━━━ Document text ━━━

Add it to rebar.config:

{deps, [
{erllama, "~> 0.5"}
]}.

Then start the application before loading models:

{ok, _} = application:ensure_all_started(erllama).

The first compile builds the vendored llama.cpp. See Building for platform notes and CUDA/Metal options.

Common patterns

Stateless HTTP completion

OpenAI/Anthropic-shaped servers usually resend the whole conversation on each turn. That is fine. erllama walks the prompt backward and restores the longest exact prefix it has already saved.

handle_completion(ModelId, Prompt) ->
{ok, #{reply := Reply}} =
erllama:complete(ModelId, Prompt, #{response_tokens => 256}),
Reply.

Stateful Erlang session

If your session process already tracks turns, keep the returned finish_key and pass it as parent_key on the next request. That skips the longest-prefix walk and resumes directly from the saved row.

━━━ Record extracts ━━━

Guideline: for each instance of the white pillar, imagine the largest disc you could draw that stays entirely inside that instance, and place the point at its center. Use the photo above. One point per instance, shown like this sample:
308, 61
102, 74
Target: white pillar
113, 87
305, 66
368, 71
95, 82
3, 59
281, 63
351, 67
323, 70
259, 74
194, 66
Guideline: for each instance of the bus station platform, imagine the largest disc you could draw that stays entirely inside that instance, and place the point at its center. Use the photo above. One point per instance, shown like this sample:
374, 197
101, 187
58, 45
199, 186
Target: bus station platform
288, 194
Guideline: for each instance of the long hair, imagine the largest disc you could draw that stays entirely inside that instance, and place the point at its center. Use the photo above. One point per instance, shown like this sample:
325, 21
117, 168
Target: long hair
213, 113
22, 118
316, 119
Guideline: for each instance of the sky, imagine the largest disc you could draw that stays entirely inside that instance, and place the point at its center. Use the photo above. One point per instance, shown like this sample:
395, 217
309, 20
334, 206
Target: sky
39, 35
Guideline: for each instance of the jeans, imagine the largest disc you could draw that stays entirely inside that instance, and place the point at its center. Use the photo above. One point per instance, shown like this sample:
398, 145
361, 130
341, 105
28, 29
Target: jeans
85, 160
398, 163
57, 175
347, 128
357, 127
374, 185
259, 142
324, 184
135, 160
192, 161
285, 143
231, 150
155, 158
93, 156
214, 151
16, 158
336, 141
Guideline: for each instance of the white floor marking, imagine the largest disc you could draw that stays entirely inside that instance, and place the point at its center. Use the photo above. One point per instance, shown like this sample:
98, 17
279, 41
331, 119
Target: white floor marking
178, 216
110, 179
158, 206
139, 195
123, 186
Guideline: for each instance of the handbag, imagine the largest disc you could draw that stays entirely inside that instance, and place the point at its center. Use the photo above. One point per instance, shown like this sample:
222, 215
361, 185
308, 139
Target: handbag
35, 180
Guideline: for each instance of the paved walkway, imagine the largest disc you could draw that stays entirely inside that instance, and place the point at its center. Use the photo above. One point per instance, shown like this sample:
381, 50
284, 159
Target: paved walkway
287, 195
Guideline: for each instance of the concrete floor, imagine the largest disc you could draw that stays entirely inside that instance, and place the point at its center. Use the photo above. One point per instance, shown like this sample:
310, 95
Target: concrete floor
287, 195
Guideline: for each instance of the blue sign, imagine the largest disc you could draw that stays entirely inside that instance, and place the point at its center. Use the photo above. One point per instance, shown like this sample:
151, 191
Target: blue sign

━━━

Continue the erllama documentation after its last sentence, which ends with "resumes directly from the saved row."

{ok, #{reply := R1, finish_key := K1}} =
erllama:complete(ModelId, Prompt1),
{ok, #{reply := R2, finish_key := K2}} =
erllama:complete(ModelId, Prompt2, #{parent_key => K1}).

Many models in one BEAM

Each loaded model is its own supervised process. The cache is shared, but rows are fingerprint-segregated.

{ok, _} = erllama:load_model(<<"tiny">>, TinyConfig),
{ok, _} = erllama:load_model(<<"big">>, BigConfig),
{ok, #{reply := R1}} = erllama:complete(<<"tiny">>, <<"summarise: ...">>),
{ok, #{reply := R2}} = erllama:complete(<<"big">>, <<"deep analysis: ...">>),
ok = erllama:unload(<<"tiny">>).

Inspect live state

1> erllama_cache:get_counters().
#{hits_exact => 142, hits_resume => 17, hits_longest_prefix => 89,
misses => 12, saves_cold => 12, saves_finish => 31, ...}
2> erllama:phase(<<"big">>).
generating
3> erllama:pending_len(<<"big">>).
3
4> erllama:last_cache_hit(<<"big">>).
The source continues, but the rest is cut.